Экбаль очень рано понял, что жизнь неминуемо ведет к разделению. Эту истину люди осознали прежде, чем категория трагического была отброшена, как мусор. Но Экбаль знал и принимал трагическое в жизни. Поэтому он тратил много своей неуемной энергии на налаживание связей – дружеских отношений, политической солидарности, военной преданности, совместного сочинительства, гостеприимства, – связей, которые имели шанс сохраниться после неизбежного разделения. Я до сих пор вспоминаю кушанья, которые он готовил.

И я никак не ожидал встретить Экбаля в Рамалле. Как ни странно, в первой же книге, которую я взял в руки и открыл, была его фотография на третьей странице. Нет, я не искал его. Но он всё же был где-то рядом со мной, когда я решил поехать в этот город, и он оставил мне сообщение, которое я прочел, подобно СМС, на крошечном экране моего воображения.

Смотри на камни! – гласило оно.

Хорошо, – ответил я по-своему, – камни.


Некоторые деревья, в особенности шелковица и мушмула, всё еще могут рассказать историю, как давным-давно, в другой жизни, до Накбы, Рамалла была городом отдыха и праздности для богатых; местом, куда можно было сбежать из близлежащего Иерусалима во время жаркого лета, курортом. Накба означает катастрофу 1948 года, когда тысячи палестинцев были убиты, а семьсот тысяч были вынуждены покинуть свою страну.

*Вопросы и задания*:
1. Перескажите текст об Экбале и Рамалле в трёх предложениях.
2. Напишите продолжение текста об Экбале и Рамалле, начав сразу после его последнего предложения.

*Фрагменты списка*:
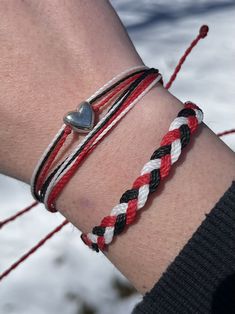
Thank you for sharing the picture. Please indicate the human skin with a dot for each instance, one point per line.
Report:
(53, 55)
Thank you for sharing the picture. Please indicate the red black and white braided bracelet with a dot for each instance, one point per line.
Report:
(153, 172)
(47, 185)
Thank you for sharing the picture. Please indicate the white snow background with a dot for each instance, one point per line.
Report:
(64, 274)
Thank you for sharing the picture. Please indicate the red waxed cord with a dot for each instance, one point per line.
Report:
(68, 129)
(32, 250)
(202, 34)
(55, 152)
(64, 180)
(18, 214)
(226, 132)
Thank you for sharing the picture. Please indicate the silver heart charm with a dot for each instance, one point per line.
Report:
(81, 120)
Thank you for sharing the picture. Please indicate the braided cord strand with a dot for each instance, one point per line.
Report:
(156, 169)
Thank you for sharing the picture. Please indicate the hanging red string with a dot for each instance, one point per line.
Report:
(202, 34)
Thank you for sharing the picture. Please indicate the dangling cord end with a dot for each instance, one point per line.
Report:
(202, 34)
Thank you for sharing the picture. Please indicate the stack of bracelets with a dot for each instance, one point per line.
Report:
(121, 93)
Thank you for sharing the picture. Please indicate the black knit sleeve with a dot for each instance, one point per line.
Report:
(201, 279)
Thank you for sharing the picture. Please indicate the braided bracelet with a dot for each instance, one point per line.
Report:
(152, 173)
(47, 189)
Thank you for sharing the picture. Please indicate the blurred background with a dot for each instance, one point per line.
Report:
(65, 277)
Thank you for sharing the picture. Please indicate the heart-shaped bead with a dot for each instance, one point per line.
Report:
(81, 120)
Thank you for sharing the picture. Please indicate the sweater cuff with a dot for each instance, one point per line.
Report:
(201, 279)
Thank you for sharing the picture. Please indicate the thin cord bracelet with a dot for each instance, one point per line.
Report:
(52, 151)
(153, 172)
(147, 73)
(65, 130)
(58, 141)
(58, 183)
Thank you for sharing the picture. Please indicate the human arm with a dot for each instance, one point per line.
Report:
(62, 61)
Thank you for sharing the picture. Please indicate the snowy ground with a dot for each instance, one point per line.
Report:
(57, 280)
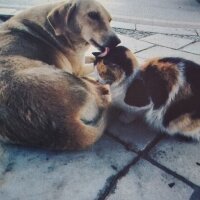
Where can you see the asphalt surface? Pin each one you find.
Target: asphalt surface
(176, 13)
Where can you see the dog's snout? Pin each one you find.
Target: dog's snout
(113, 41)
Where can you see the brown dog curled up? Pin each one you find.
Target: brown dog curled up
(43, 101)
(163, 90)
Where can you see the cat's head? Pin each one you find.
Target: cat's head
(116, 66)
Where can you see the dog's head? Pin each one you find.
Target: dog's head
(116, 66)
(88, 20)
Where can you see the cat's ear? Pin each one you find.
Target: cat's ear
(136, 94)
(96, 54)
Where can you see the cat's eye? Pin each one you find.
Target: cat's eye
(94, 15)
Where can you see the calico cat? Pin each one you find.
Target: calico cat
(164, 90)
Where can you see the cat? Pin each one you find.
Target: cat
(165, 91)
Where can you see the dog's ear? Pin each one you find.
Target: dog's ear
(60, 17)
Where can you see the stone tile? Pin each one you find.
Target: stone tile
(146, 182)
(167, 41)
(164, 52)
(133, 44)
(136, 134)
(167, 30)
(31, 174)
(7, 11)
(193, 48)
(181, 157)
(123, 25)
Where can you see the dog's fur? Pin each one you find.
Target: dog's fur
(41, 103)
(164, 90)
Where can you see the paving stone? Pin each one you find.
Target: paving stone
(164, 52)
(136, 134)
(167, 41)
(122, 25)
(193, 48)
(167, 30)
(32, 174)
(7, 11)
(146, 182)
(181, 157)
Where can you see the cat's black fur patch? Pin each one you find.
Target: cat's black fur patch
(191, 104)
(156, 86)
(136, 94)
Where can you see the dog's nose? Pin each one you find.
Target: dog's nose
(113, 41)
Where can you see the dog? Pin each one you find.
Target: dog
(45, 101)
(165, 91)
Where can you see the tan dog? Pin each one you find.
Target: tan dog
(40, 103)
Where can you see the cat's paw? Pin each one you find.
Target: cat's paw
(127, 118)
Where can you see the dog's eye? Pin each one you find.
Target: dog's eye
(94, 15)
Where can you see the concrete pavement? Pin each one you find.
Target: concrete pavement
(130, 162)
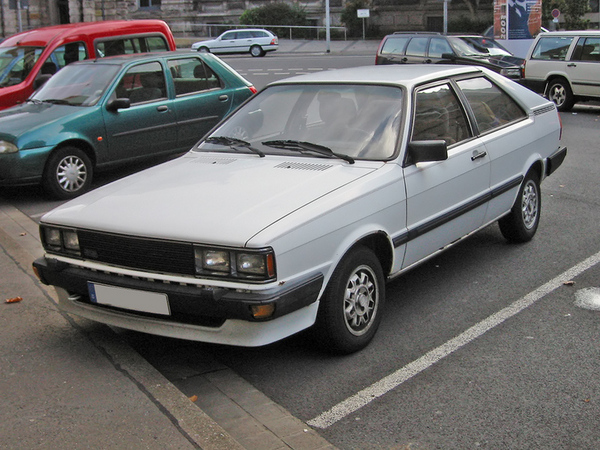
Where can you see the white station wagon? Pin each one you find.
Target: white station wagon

*Ответы к заданиям*:
1. Экбаль рано понял, что жизнь неминуемо ведёт к разделению, и поэтому тратил много энергии на налаживание связей, которые могли бы сохраниться после него. Рассказчик не ожидал встретить Экбаля в Рамалле, но в первой же открытой книге нашёл его фотографию и получил от него воображаемое сообщение «Смотри на камни!». Некоторые деревья в Рамалле ещё помнят время до Накбы, когда город был курортом для богатых, куда уезжали из Иерусалима в жаркое лето.

2.
Задолго до этого в садах Рамаллы молодожены сажали розы, гадая, как сложится их супружеская жизнь. Пойменная почва хорошо подходила розам.

Сегодня нет ни одной стены в центре Рамаллы, ныне столицы Палестинской автономии, которая не была бы увешана фотографиями погибших, сделанными, когда они были еще живы, а теперь распечатанными в виде небольших плакатов. Погибшие – это мученики Второй палестинской интифады, начавшейся в сентябре 2000 года. Мучениками стали те, кто был убит израильской армией и поселенцами, а также те, кто решил пожертвовать собой в самоубийственных контратаках. Их лица преобразуют хаотичную застройку в нечто сокровенное, вроде папки с личными письмами и фотографиями. У этой папки есть отделение для магнитного удостоверения личности, выпущенного израильскими спецслужбами, без которого ни один палестинец не может проехать и пары километров, и другое отделение – для вечности. Вокруг плакатов стены испещрены следами от пуль и осколков.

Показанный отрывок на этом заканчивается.